Post by jayjacobus »

Scott Mayers wrote: Tue Jul 09, 2019 2:01 pm
jayjacobus wrote: Tue Jul 09, 2019 10:51 am
jayjacobus wrote: Tue Jul 09, 2019 10:42 am As brilliant as Descartes was, he misspelled mediation.
Mediation is a dynamic, structured, interactive process where a neutral third party assists disputing parties in resolving conflict through the use of specialized communication and negotiation techniques. All participants in mediation are encouraged to actively participate in the process. Wikipedia

Or one can mediate alone, I suppose.
Maybe you were just making fun of the connected meaning.? But otherwise, I notice that the term 'meditate' has two general intentional meanings that derive from a common one: "(to look from a) middle perspective" or at a perspective removed from the mere subjective nor objective views separately.

This is merely the concept of thinking itself by a non-biased or neutral perspective ...and in more ancient times was both considered useless as it was non-active and so was interpreted by outsiders as the means of BEING silent, something contrary to being something that could lead you into gaining insight. So one interpretation of meditation by the those who actually 'meditated' was to stop to think before acting in a self-reflecting analysis of things through thought. To the practical outsider, it was appropriated to the ACT of not DOING anything as though it WERE literally not even thinking.

EXTRACTED RECORDS:

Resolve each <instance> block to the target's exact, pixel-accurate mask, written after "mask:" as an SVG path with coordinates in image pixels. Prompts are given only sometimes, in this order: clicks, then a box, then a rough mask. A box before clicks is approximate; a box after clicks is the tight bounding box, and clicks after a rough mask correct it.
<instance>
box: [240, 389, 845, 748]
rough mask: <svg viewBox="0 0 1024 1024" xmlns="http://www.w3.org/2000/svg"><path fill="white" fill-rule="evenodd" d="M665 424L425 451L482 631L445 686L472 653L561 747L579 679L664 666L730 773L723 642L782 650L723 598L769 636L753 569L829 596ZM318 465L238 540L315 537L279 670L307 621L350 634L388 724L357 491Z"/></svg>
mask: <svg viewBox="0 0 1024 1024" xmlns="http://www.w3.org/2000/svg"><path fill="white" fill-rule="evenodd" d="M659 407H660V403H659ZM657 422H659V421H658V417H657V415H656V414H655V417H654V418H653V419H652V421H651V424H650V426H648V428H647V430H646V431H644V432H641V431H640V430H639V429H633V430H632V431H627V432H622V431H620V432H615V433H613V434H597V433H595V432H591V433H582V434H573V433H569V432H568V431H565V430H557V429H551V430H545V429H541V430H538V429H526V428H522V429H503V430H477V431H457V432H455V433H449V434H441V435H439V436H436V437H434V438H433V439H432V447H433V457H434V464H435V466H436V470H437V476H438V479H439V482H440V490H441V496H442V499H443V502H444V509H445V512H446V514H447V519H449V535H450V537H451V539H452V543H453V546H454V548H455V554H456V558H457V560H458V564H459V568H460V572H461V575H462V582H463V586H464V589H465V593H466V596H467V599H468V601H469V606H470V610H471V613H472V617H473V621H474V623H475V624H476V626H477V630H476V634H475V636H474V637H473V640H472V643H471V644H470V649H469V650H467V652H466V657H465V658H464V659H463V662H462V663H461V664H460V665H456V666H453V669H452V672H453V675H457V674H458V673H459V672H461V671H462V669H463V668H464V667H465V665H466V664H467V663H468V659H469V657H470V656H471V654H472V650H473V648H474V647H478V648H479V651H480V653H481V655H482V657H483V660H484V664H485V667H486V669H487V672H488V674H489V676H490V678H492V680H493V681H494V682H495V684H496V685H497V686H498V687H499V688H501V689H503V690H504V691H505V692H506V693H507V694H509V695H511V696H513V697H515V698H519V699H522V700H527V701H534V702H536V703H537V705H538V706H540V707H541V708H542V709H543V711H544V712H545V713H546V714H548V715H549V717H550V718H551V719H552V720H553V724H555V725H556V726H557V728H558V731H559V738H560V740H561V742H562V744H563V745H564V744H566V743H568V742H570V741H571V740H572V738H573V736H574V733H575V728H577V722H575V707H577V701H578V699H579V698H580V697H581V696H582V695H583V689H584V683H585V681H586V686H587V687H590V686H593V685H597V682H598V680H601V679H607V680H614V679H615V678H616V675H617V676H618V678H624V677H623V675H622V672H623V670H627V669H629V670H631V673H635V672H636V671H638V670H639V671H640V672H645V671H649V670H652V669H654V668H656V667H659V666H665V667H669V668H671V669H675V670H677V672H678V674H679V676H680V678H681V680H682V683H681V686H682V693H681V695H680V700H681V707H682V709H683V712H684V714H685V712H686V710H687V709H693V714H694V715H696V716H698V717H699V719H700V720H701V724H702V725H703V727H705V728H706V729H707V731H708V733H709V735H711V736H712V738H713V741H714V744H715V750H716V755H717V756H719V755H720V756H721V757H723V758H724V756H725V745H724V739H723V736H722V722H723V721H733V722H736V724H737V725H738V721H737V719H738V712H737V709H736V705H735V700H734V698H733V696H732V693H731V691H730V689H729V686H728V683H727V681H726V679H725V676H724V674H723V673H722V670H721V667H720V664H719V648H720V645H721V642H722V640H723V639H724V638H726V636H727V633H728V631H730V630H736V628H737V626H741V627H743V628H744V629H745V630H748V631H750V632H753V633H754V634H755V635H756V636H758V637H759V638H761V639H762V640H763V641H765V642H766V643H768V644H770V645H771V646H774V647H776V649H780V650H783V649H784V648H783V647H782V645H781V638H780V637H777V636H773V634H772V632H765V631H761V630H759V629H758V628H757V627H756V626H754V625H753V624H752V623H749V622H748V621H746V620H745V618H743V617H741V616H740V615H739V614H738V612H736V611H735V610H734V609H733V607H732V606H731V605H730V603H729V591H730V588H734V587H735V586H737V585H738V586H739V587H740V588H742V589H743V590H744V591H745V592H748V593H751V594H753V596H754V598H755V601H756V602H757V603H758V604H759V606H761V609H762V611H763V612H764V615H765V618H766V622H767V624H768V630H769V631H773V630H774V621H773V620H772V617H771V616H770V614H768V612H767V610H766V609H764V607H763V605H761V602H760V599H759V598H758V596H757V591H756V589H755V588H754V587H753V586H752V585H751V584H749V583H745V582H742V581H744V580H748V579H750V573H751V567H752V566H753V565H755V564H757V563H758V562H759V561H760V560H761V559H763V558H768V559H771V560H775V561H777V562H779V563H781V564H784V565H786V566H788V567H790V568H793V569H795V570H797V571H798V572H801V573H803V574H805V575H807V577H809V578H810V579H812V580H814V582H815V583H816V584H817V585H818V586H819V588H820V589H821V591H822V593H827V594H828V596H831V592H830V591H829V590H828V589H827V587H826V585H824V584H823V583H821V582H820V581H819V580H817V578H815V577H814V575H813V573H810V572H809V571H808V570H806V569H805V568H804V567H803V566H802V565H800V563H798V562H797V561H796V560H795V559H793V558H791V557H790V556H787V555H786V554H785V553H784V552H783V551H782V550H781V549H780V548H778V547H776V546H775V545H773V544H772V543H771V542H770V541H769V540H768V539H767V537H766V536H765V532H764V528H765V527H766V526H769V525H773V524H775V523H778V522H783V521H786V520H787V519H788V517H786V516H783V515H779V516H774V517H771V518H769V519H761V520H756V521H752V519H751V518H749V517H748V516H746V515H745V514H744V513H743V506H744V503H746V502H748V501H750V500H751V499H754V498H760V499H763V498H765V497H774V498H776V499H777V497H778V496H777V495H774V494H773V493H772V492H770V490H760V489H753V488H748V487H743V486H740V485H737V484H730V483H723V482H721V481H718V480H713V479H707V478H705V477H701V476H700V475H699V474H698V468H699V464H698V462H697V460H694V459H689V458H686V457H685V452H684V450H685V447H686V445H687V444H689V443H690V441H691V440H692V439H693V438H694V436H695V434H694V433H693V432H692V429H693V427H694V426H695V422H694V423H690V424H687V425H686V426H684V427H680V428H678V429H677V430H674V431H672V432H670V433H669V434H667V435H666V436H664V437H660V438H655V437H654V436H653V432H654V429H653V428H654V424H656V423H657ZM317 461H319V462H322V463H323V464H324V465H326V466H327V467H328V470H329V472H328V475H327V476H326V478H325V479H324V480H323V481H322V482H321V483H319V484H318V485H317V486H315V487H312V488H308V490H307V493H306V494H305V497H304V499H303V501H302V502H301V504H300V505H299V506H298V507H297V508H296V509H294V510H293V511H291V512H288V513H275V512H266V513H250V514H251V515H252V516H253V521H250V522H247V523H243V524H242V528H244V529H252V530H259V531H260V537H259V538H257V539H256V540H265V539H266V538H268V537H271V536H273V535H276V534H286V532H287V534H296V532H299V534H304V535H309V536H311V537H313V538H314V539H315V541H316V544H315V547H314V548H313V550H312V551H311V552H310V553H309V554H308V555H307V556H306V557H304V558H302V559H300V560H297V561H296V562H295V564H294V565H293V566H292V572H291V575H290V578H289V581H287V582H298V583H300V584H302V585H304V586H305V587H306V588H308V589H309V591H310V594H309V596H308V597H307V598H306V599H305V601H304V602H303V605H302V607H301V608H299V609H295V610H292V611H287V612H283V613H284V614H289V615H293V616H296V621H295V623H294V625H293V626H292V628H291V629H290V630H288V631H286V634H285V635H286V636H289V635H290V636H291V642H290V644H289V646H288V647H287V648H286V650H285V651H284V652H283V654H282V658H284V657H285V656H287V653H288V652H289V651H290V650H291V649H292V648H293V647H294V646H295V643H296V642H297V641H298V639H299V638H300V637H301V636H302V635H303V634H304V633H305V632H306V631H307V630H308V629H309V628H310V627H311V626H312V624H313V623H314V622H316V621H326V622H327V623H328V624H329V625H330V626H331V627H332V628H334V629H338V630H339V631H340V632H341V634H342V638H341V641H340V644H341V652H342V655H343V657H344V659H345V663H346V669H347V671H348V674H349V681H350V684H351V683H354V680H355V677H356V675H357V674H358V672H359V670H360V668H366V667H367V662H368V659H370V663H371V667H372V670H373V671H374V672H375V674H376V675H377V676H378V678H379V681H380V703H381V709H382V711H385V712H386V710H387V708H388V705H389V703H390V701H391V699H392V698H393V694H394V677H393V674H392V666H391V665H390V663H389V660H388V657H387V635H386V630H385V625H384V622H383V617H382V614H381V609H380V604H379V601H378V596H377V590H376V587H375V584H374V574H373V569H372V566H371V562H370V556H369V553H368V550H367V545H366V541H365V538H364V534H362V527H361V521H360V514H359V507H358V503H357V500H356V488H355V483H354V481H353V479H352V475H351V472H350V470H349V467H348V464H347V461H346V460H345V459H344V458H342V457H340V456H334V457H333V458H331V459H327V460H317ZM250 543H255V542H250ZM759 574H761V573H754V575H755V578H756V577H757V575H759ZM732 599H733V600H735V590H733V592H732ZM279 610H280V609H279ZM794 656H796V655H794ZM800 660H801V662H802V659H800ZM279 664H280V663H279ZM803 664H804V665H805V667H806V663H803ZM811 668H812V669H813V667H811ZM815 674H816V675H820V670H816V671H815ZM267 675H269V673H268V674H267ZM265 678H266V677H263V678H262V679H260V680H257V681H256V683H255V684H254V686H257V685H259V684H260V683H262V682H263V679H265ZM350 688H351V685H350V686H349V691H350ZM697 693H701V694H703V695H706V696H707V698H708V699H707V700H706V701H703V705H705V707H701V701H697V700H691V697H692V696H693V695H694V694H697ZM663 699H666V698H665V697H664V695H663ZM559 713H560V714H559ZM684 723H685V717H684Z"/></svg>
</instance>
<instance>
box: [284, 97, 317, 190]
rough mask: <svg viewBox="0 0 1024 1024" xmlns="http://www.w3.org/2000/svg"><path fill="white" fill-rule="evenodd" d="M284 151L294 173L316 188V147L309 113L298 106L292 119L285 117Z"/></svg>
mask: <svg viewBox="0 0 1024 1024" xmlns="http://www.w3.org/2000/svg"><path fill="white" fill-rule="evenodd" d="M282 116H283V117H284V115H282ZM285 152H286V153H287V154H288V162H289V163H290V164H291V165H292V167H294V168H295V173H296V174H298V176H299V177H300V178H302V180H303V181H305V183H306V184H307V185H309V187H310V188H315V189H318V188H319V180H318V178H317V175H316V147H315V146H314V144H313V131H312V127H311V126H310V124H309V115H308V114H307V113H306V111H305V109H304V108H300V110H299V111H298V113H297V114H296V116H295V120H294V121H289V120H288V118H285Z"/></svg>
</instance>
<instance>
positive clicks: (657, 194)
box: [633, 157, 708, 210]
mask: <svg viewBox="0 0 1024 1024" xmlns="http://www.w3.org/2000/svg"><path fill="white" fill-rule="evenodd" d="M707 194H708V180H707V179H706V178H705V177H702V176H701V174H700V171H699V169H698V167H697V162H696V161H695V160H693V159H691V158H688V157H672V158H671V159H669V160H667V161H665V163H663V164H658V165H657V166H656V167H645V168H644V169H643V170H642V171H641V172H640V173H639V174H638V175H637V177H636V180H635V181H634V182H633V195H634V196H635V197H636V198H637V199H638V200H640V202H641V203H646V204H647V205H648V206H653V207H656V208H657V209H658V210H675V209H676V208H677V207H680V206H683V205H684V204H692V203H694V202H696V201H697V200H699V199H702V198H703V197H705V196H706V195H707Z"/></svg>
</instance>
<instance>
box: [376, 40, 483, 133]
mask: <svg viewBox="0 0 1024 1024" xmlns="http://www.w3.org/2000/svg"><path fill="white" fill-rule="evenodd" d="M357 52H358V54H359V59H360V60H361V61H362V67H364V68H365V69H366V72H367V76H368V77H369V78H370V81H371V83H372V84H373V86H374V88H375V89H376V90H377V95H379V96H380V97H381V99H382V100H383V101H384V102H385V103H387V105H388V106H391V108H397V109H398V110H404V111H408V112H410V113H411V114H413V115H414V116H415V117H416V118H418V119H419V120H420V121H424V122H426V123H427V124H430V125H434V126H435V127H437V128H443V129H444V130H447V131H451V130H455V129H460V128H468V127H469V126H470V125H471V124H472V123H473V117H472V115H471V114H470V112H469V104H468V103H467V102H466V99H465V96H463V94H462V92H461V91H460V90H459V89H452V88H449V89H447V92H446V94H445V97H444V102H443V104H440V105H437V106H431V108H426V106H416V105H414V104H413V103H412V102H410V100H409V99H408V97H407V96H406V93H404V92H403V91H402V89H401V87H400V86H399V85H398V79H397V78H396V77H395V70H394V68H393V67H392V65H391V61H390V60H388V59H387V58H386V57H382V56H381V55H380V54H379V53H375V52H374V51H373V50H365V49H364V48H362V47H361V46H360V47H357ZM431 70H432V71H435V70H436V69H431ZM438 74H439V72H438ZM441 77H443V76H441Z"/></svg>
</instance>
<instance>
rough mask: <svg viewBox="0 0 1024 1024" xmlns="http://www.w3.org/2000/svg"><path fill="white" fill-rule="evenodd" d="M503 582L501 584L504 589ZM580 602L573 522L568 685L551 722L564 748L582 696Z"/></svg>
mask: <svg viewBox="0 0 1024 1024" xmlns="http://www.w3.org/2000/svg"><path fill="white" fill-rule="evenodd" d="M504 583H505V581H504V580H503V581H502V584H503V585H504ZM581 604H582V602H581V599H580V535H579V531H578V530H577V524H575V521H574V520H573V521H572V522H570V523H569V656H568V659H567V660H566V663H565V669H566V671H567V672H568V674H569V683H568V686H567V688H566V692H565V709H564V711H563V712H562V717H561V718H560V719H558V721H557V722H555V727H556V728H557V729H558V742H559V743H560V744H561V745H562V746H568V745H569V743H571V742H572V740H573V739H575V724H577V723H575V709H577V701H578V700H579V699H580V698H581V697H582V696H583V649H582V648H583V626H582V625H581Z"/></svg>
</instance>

WHAT YOU WILL DO:
1. According to the forum post on meditation, who assists disputing parties in mediation?
2. Reproduce everything in the forum post on meditation from "Mediation is a" down to "alone, I suppose.".
3. Carry on the forum post on meditation past its final sentence.

ANSWERS:
1. A neutral third party.

2.
Mediation is a dynamic, structured, interactive process where a neutral third party assists disputing parties in resolving conflict through the use of specialized communication and negotiation techniques. All participants in mediation are encouraged to actively participate in the process. Wikipedia

Or one can mediate alone, I suppose.

3.
[The act of 'mediating' relates but intended to be about having a third person as the neutral perspective in the middle between other people.]

Buddhism is an offshoot of the Gnostic idea that related to Hinduism as well. Instead of interpreting things as specific, especially of records or writings, or stories past on, one needs to unscramble the MYSTERY meaning of the expression (and why it is sometimes referred to as 'mysticism' by some). The act of 'meditating' on something is to take caution not to quickly interpret reality as though it is what it appears to be alone.

I haven't yet read the article and so can't speak about it with respect. So this is just a pre-reflexive point about the topic that I gather from what you guys already have said.
Your post was long.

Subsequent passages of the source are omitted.